--- The exercise ---
Substitute "left out" for "omitted" in the stretch from the line containing "[trace] mottled plumage -> outlines" through the end of the records. Reproduce only those lines, with everything else unchanged.

Segmentation dataset excerpts:

★ ★ ★ ★

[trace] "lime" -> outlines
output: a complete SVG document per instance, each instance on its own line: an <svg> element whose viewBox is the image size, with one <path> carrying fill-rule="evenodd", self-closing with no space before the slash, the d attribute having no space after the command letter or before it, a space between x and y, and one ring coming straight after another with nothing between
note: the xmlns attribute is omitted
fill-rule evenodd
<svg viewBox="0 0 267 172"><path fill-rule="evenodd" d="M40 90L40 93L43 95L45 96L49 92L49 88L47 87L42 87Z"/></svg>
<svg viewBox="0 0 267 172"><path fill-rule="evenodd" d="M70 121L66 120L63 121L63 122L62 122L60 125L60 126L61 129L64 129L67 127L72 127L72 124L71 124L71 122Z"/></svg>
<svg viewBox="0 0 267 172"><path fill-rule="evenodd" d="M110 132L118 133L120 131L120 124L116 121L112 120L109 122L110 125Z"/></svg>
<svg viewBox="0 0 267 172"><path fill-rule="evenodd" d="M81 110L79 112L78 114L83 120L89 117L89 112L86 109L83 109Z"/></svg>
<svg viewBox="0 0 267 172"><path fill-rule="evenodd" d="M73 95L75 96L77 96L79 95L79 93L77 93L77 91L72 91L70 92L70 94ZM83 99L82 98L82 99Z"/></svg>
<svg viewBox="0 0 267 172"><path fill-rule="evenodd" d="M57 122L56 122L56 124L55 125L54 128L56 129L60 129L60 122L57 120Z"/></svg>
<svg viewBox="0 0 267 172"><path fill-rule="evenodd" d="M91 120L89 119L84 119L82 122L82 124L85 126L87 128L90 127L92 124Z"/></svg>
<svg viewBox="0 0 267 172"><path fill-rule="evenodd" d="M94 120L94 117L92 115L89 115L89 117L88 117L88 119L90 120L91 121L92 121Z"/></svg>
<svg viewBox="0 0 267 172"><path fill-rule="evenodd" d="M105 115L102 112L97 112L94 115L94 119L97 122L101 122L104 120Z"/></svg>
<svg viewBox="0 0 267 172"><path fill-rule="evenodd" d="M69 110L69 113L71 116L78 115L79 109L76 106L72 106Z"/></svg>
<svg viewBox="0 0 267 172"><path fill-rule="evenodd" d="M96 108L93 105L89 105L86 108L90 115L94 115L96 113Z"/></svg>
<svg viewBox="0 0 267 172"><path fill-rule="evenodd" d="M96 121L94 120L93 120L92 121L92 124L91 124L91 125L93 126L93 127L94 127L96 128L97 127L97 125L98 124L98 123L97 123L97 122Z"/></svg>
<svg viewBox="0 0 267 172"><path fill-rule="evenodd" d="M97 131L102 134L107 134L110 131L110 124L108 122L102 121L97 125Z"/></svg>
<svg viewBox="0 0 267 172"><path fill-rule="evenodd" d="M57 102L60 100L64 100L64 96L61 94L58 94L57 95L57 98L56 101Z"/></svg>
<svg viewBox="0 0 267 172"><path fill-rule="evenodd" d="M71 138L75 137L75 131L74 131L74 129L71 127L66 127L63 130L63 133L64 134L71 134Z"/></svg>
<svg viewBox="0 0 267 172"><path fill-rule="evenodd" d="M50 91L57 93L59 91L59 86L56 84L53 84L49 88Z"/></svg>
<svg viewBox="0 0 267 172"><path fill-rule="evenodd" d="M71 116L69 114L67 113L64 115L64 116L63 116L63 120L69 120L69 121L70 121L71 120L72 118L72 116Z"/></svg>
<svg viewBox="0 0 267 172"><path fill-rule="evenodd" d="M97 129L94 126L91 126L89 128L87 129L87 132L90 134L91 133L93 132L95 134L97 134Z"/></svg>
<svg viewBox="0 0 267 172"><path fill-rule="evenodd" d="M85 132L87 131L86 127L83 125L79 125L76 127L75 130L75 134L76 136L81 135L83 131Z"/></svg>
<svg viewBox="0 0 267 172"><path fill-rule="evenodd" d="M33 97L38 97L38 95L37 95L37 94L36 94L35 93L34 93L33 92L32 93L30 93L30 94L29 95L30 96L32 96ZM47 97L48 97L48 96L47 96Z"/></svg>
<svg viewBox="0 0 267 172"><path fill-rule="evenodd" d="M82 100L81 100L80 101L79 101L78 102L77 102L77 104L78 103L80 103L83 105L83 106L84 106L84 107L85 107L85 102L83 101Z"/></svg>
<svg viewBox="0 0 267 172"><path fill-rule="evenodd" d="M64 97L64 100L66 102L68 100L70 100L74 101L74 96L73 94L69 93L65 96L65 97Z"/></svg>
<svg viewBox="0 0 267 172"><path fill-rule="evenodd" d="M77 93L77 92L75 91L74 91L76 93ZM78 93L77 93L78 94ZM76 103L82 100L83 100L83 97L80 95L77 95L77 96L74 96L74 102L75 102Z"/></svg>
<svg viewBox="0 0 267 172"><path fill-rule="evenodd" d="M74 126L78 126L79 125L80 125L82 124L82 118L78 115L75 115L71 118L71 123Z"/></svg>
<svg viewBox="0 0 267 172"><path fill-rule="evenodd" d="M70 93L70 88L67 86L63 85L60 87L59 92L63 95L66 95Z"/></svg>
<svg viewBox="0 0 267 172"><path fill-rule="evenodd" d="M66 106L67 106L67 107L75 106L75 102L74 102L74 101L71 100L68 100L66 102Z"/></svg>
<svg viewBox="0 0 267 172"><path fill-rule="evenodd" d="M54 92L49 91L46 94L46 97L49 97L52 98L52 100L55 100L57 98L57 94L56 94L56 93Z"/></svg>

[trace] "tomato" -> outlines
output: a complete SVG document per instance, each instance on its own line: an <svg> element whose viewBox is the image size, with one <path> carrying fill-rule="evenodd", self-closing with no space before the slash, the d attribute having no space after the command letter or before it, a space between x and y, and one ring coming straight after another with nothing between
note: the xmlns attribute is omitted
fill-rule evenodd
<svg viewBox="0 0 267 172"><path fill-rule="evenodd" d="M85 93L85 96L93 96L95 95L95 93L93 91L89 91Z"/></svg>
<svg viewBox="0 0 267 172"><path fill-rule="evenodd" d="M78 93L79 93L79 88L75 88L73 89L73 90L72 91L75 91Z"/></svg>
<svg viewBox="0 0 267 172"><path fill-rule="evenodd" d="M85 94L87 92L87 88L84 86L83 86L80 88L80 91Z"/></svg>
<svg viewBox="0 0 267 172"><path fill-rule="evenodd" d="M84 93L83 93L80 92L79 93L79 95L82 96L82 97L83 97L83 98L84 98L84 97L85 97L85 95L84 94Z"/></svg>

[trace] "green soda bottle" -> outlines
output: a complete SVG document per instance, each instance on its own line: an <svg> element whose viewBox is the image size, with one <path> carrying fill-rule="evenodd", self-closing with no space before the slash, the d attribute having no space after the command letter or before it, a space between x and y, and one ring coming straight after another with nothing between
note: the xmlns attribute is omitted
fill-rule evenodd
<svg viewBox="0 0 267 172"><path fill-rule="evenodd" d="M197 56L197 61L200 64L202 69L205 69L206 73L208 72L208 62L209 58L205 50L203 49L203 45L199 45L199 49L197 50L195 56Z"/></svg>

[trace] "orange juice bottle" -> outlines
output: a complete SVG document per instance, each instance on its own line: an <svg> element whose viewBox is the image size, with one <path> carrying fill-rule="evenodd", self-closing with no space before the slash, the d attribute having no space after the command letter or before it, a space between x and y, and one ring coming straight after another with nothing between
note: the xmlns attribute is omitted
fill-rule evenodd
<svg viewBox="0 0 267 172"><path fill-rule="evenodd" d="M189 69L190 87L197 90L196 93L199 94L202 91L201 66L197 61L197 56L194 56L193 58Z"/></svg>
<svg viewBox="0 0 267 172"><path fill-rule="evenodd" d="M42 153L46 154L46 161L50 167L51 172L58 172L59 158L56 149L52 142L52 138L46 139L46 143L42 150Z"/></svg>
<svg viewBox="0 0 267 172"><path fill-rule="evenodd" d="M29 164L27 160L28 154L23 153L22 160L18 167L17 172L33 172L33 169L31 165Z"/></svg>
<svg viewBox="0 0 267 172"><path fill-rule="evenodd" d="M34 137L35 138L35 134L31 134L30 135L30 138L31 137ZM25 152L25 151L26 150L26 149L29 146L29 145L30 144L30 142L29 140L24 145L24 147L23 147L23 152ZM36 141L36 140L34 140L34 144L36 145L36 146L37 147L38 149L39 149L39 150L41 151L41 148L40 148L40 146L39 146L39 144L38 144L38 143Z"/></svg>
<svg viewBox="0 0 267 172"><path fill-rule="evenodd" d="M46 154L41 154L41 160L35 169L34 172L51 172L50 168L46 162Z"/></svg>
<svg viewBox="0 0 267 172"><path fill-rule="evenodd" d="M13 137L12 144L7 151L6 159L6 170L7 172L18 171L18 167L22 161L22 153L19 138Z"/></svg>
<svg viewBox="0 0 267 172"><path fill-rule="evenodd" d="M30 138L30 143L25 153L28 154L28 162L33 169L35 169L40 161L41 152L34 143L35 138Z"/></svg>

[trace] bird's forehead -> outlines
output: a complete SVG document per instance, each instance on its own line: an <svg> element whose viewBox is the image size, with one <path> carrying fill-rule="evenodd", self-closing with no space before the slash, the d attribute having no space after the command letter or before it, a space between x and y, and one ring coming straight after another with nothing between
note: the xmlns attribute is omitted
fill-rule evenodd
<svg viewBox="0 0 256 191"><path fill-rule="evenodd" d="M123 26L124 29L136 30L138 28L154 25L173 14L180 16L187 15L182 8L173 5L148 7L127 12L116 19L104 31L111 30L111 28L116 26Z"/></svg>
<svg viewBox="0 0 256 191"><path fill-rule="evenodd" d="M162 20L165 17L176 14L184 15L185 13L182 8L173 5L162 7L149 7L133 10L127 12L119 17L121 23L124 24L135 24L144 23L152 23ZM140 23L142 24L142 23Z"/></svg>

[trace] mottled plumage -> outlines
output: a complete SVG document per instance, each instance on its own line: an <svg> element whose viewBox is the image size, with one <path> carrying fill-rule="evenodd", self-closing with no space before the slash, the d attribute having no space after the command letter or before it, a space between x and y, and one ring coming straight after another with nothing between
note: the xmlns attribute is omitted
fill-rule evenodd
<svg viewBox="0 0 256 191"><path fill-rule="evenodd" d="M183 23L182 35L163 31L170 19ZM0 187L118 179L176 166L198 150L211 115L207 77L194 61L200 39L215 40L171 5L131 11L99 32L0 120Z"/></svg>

★ ★ ★ ★

--- Reply to the exercise ---
[trace] mottled plumage -> outlines
output: a complete SVG document per instance, each instance on its own line: an <svg> element whose viewBox is the image size, with one <path> carrying fill-rule="evenodd", self-closing with no space before the slash, the d attribute having no space after the command letter or before it, a space between x and y, and one ring coming straight after another with nothing between
note: the xmlns attribute is left out
fill-rule evenodd
<svg viewBox="0 0 256 191"><path fill-rule="evenodd" d="M183 23L182 35L163 31L170 19ZM0 187L118 179L176 166L198 150L211 115L207 77L194 61L200 39L215 40L171 5L131 11L99 32L0 120Z"/></svg>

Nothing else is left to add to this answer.